LLMs replacing human participants harmfully misportray, flatten identity groups

16 rntn 8 6/1/2025, 6:37:22 PM arxiv.org ↗

Comments (8)

Animats · 10h ago
So there's a company which offers "synthetic users" for user testing products.[1] Apparently, social science researchers have been using things like that for their research. It's a low-cost alternative to paying real people to answer surveys. Sort of pretend social science research. That seems to be the real problem.

The paper is about why this is bad from the viewpoint of identity politics. It's probably bad from other viewpoints, too. It's discouraging that anyone thought that asking questions of LLMs was good social science research.

[1] https://www.syntheticusers.com/

cyanydeez · 9h ago
long before the LLMs, Judges were using ML algos to assist in sentencing recommendations.

Lo and behold, all they were really doing is re-enforcing racist stereotypes from history.

So I suppose if they just want to know about history, it ain't bad.

HamsterDan · 10h ago
How terrible. Identity groups should never be flattened. We must always remember that we're different from each other.
janice1999 · 9h ago
That's some pretty low effort trolling.

§ Exercise requirements
1. Answer each question using the comment thread:
(a) According to Animats, what is the low-cost alternative an alternative to?
(b) What does cyanydeez say judges were using ML algorithms to assist with?
(c) How many comments does the comment thread's header show?
2. Copy the comment thread's text between "16 rntn 8 6/1/2025, 6:37:22" and "in sentencing recommendations.", inclusive.
3. Does the comment thread support each statement below? Answer yes or no, and quote the words that decide it.
(a) Cyanydeez says judges began using ML algorithms only after LLMs appeared.
(b) Animats thinks the practice is bad only from the viewpoint of identity politics.
(c) The headline says LLMs flatten identity groups.
The listing that follows is separate material and is not part of the comment thread.

§ Supplied information
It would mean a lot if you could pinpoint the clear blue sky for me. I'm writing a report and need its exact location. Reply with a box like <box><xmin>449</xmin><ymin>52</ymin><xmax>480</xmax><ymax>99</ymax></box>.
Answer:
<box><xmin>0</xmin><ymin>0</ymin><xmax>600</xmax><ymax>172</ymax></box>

§ Exercise responses
1.
(a) Paying real people to answer surveys.
(b) Sentencing recommendations.
(c) 8.

2.
16 rntn 8 6/1/2025, 6:37:22 PM arxiv.org ↗

Comments (8)

Animats · 10h ago
So there's a company which offers "synthetic users" for user testing products.[1] Apparently, social science researchers have been using things like that for their research. It's a low-cost alternative to paying real people to answer surveys. Sort of pretend social science research. That seems to be the real problem.

The paper is about why this is bad from the viewpoint of identity politics. It's probably bad from other viewpoints, too. It's discouraging that anyone thought that asking questions of LLMs was good social science research.

[1] https://www.syntheticusers.com/

cyanydeez · 9h ago
long before the LLMs, Judges were using ML algos to assist in sentencing recommendations.

3.
(a) No: "long before the LLMs, Judges were using ML algos to assist in sentencing recommendations."
(b) No: "It's probably bad from other viewpoints, too."
(c) Yes: "LLMs replacing human participants harmfully misportray, flatten identity groups"